* [EXERCISE TASK A]:
Identify every line in the records that contains the word "hand", treating case as significant, and copy each such line.

* [DOCUMENT TEXT]:
○ ○ ○ ○ ○
Today is Jonathan Lethem's birthday. And this gives me an opportunity to repost a review that is fairly important to me, not because it's a great piece of writing or anything, but because it's the first thing I wrote with some hope of professional publication. I wrote it in response to a note in, I think, Book Pages, asking for a Science Fiction reviewer. The date, according to my records, was 16 November 1995. They sent my a nice note back saying they liked it, but they weren't quite sure ... so they must have gone with someone else.
It's pretty short, which is because I was writing to their expected length.
Gun, with Occasional Music
, by Jonathan Lethem
Cassell, 1994 (TP: Tor, 1995)
$19.95 (TP: $10.95)
ISBN 0151364583 (TP: 0312858787)
○ ○ ○ ○ ○
* [EXERCISE MATERIAL]:
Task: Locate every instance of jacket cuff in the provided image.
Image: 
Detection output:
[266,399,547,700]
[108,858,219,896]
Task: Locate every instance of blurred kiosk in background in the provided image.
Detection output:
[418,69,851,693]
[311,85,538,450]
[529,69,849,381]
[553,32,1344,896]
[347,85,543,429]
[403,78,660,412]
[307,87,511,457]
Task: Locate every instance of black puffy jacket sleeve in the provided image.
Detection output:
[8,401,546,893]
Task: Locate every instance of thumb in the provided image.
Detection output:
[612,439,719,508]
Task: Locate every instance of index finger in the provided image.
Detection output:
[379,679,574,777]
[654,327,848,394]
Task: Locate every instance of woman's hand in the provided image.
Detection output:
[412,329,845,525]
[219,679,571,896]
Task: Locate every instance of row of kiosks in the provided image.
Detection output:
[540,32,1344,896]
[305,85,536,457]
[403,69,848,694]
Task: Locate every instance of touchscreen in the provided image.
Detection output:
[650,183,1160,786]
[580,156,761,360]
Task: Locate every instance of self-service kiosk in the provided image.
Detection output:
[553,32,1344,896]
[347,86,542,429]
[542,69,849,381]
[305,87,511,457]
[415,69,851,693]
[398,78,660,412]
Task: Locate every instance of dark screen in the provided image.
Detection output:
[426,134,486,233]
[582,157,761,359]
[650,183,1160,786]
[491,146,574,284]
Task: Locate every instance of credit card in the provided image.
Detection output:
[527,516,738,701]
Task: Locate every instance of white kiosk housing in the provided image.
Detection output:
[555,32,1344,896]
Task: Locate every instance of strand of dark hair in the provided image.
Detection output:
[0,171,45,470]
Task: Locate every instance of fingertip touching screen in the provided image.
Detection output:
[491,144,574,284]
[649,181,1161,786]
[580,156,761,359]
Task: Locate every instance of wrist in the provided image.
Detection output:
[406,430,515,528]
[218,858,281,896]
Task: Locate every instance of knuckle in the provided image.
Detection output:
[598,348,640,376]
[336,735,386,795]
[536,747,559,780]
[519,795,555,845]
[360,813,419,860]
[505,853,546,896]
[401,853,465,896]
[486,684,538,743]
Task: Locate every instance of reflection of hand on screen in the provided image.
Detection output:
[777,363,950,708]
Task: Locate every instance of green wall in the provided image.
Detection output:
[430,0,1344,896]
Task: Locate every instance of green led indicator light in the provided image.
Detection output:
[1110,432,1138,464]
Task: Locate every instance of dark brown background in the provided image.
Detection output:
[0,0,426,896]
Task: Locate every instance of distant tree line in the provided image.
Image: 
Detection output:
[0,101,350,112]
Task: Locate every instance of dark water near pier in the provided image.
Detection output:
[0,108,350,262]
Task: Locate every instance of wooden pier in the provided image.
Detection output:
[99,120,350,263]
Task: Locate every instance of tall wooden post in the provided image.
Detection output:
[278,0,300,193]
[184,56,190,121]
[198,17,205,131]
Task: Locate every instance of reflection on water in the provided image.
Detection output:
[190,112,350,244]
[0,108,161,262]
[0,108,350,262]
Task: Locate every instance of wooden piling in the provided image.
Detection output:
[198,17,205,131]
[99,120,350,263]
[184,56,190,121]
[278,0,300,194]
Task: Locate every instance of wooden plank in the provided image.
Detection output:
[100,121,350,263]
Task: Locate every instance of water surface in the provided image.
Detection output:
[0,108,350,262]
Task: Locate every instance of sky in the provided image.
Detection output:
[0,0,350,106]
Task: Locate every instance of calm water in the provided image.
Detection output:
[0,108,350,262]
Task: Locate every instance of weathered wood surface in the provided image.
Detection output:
○ ○ ○ ○ ○
* [EXERCISE TASK B]:
According to the post, which publisher issued the trade paperback edition of the reviewed book, and at what price?

* [COMPLETE OUTPUT A]:
Task: Locate every instance of woman's hand in the provided image.
Task: Locate every instance of reflection of hand on screen in the provided image.

* [COMPLETE OUTPUT B]:
Tor published it in 1995, at $10.95.